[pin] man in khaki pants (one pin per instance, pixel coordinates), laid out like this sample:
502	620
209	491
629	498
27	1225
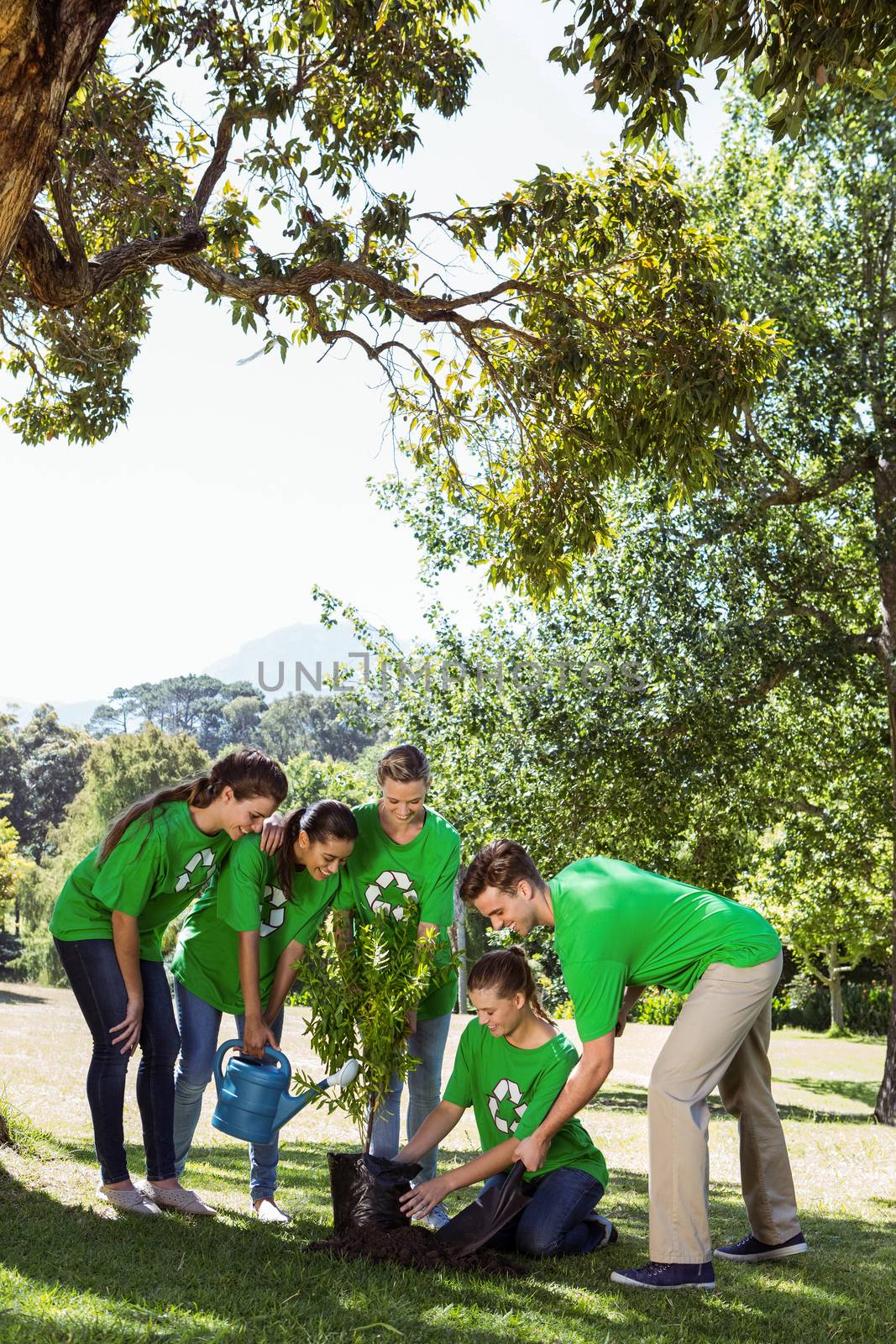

=== Given exercise ===
Turn every line of the records above into a numbered list, leaving out blank lines and the pictures.

=== Output for this task ===
1. [pin] man in khaki pants (one pin per instance, pixel coordinates), laid out like this sample:
2. 502	620
3. 209	491
4. 629	498
5. 27	1225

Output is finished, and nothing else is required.